--- What you are asked to do ---
Rewrite the records below with "even-odd" replaced by "nonzero" wherever it occurs, changing nothing else.

--- Given records ---
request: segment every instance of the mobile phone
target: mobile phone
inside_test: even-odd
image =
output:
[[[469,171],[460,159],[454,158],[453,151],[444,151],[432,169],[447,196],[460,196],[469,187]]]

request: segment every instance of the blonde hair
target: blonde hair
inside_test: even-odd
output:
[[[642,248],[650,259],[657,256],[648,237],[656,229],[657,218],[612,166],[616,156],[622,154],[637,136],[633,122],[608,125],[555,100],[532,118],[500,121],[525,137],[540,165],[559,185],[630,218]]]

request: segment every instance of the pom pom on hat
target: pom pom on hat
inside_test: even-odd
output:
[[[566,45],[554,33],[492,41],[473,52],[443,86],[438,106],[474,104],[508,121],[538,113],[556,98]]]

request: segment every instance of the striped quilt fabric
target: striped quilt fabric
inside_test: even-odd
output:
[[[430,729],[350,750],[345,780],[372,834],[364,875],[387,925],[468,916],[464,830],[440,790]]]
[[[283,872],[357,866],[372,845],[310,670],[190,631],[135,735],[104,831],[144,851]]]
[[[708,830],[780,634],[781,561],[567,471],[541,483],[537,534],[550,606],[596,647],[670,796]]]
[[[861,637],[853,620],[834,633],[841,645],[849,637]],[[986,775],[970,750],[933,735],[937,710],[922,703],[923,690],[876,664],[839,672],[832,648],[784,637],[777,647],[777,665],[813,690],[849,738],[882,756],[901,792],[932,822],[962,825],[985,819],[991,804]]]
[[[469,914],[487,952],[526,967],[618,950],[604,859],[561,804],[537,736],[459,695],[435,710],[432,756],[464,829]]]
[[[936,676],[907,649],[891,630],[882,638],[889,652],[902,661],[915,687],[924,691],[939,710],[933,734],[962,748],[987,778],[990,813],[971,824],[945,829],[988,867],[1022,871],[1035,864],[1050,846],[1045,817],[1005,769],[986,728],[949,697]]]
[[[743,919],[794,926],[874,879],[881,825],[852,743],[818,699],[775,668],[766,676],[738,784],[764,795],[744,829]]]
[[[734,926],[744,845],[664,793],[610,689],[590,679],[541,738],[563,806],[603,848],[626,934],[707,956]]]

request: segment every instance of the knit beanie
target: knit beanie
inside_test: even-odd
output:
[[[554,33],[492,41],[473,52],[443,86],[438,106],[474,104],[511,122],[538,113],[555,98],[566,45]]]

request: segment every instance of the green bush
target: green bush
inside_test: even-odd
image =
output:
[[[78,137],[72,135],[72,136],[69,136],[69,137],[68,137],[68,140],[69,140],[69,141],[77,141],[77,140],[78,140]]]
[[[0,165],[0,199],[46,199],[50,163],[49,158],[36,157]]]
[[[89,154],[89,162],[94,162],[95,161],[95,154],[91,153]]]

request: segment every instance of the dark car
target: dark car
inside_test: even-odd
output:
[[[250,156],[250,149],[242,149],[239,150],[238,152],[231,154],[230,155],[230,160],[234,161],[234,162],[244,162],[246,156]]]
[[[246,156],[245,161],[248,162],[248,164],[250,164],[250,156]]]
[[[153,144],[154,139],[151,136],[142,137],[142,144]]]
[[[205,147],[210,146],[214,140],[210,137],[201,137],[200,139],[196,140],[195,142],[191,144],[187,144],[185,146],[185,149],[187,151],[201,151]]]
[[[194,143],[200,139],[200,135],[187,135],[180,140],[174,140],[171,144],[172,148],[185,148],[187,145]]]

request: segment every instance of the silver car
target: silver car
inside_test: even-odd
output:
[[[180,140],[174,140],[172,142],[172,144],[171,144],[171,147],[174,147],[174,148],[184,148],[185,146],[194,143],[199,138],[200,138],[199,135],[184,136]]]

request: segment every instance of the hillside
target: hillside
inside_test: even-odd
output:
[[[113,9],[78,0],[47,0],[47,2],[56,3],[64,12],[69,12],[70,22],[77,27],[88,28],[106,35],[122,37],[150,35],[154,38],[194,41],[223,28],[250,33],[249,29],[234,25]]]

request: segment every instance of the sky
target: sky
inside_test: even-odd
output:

--- Expected output ---
request: segment every instance of the mobile phone
target: mobile phone
inside_test: nonzero
image =
output:
[[[469,171],[460,159],[454,158],[453,151],[444,151],[432,169],[447,196],[460,196],[469,187]]]

request: segment every instance of the blonde hair
target: blonde hair
inside_test: nonzero
output:
[[[642,248],[650,259],[657,256],[648,237],[656,229],[657,218],[612,166],[616,156],[622,154],[637,136],[633,122],[608,125],[555,100],[532,118],[500,121],[525,137],[540,165],[559,185],[630,218]]]

request: segment every instance of the pom pom on hat
target: pom pom on hat
inside_test: nonzero
output:
[[[566,45],[554,33],[492,41],[473,52],[443,86],[438,106],[474,104],[508,121],[538,113],[556,98]]]

request: segment every instance of the striped quilt fabric
target: striped quilt fabric
inside_test: nonzero
output:
[[[430,729],[350,750],[345,780],[372,834],[364,875],[387,925],[468,916],[464,830],[440,790]]]
[[[283,872],[357,866],[372,845],[310,670],[190,631],[135,735],[104,831],[144,851]]]
[[[708,830],[780,634],[781,561],[567,471],[541,483],[537,534],[550,606],[596,647],[670,796]]]
[[[861,637],[853,620],[834,633],[841,645],[849,637]],[[986,775],[970,750],[933,735],[937,710],[922,703],[923,690],[876,664],[839,672],[832,648],[784,637],[777,647],[777,665],[813,690],[849,738],[882,756],[901,792],[932,822],[962,825],[985,819],[991,804]]]
[[[469,914],[487,952],[526,967],[618,950],[604,859],[561,804],[537,736],[459,695],[435,710],[432,756],[464,829]]]
[[[936,676],[907,649],[891,630],[882,638],[889,652],[902,661],[915,687],[924,691],[939,710],[933,734],[962,748],[987,778],[990,813],[971,824],[945,829],[988,867],[1022,871],[1035,864],[1050,846],[1045,817],[1005,769],[986,728],[949,697]]]
[[[743,919],[794,926],[874,879],[881,825],[852,743],[818,699],[775,668],[766,676],[738,784],[764,795],[744,829]]]
[[[734,926],[744,845],[664,793],[610,689],[590,679],[541,738],[563,806],[603,848],[626,934],[707,956]]]

request: segment every instance of the knit beanie
target: knit beanie
inside_test: nonzero
output:
[[[554,33],[492,41],[473,52],[443,86],[438,106],[474,104],[511,122],[538,113],[555,98],[566,45]]]

request: segment every instance of the green bush
target: green bush
inside_test: nonzero
image =
output:
[[[78,137],[72,135],[72,136],[69,136],[69,137],[68,137],[68,140],[69,140],[69,141],[77,141],[77,140],[78,140]]]
[[[0,165],[0,199],[46,199],[50,163],[49,158],[36,157]]]
[[[89,154],[89,162],[94,162],[95,161],[95,154],[91,153]]]

request: segment every instance of the dark car
target: dark car
inside_test: nonzero
output:
[[[250,156],[250,149],[242,149],[239,150],[238,152],[231,154],[230,155],[230,160],[234,161],[234,162],[244,162],[246,156]]]
[[[246,156],[245,161],[248,162],[248,164],[250,164],[250,156]]]
[[[153,144],[154,139],[151,136],[142,137],[142,144]]]
[[[205,147],[210,146],[214,140],[210,137],[201,137],[200,139],[196,140],[195,142],[191,144],[187,144],[185,146],[185,149],[187,151],[201,151]]]
[[[194,143],[200,139],[200,135],[187,135],[180,140],[174,140],[171,144],[172,148],[185,148],[187,145]]]

request: segment every instance of the silver car
target: silver car
inside_test: nonzero
output:
[[[180,140],[174,140],[172,142],[172,144],[171,144],[171,147],[174,147],[174,148],[184,148],[185,146],[194,143],[199,138],[200,138],[199,135],[184,136]]]

request: segment every instance of the hillside
target: hillside
inside_test: nonzero
output:
[[[113,9],[78,0],[47,0],[47,2],[56,3],[64,12],[69,12],[70,22],[77,27],[88,28],[106,35],[122,37],[150,35],[154,38],[194,41],[223,28],[250,33],[249,29],[234,25]]]

request: segment every instance of the sky
target: sky
inside_test: nonzero
output:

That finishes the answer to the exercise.